##### Page #####
I am analyzing a repeated-measures data set (continuous variable "y" assessed at 4 timepoints; factor "time" (4 levels), covariates "cov1", "cov2", "cov3" assessed at baseline, ID as subject identifier). Missing data (~14%) is only evident in "y".
I have used the "mice" and "miceadds" packages to impute the data, which works. However, I am not sure whether I have specified the predictor matrix correctly.
The linear mixed model that will be tested after imputation is:
lmer(y ~ time + cov1 + cov2 + cov3 + (1|ID))
.
So I tried to set up a predictor matrix to use the same predictors for imputation. Only the dependent variable "y" should be imputed using all the factors and covariates.
Is this captured by the following predictor matrix?
ID cov1 cov2 cov3 time y
ID 0 0 0 0 0 0
cov1 0 0 0 0 0 0
cov2 0 0 0 0 0 0
cov3 0 0 0 0 0 0
time 0 0 0 0 0 0
y -2 1 1 1 1 0
Further, I have read about the different imputation methods "2l.lmer" and "2l.pan" (for instance here) but I am not sure which of these to use. The results differ only very slightly.
Do you have any recommendations regarding the predictor matrix or "2l.lmer"/"2l.pan"? Any help is appreciated!
Thanks a lot!
Katarina
##### Exercise data #####
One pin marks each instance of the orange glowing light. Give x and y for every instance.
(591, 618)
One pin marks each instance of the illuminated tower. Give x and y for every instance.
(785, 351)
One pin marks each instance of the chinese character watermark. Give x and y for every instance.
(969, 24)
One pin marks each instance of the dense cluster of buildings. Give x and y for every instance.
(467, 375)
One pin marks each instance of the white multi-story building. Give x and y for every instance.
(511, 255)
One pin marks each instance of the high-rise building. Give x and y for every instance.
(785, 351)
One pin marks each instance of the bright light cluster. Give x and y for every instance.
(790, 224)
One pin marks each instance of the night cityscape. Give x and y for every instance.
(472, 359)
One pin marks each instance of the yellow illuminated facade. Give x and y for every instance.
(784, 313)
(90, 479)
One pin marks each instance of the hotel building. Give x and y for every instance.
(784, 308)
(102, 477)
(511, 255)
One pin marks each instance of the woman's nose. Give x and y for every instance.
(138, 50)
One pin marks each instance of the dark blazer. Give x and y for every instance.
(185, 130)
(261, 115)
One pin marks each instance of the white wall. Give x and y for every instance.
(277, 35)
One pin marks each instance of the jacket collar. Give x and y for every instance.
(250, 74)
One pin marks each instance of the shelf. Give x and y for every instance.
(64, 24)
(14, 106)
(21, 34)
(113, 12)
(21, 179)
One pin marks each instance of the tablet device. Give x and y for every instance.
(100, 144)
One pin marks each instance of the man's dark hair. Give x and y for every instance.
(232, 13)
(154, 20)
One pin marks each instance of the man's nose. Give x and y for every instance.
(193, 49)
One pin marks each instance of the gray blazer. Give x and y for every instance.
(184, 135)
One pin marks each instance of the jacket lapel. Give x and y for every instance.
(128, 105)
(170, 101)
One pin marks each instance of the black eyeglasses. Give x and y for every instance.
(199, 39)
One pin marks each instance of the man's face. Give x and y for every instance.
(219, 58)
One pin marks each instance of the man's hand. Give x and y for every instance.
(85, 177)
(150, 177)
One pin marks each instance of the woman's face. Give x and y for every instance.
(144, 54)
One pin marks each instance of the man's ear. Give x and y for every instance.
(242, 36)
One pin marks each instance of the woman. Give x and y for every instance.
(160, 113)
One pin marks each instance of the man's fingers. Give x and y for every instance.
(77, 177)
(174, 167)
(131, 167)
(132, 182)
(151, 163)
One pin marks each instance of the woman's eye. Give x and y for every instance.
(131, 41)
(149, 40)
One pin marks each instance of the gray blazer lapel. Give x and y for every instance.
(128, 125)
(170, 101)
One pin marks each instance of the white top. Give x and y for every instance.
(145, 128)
#####
### Problems and tasks:
**a.** Translate this sentence from the imputation post into Spanish: "The results differ only very slightly."
**b.** Recast part of the records as a Markdown table with the columns Row and Line, numbering each line and leaving out blank lines. Begin at the line of the records that has "One pin marks each instance of the gray blazer lapel.", and stop after the last line of the records.

### Answers by task:
**a.** Los resultados difieren solo muy ligeramente.

**b.**
| Row | Line |
|---|---|
| 1 | One pin marks each instance of the gray blazer lapel. Give x and y for every instance. |
| 2 | (128, 125) |
| 3 | (170, 101) |
| 4 | One pin marks each instance of the white top. Give x and y for every instance. |
| 5 | (145, 128) |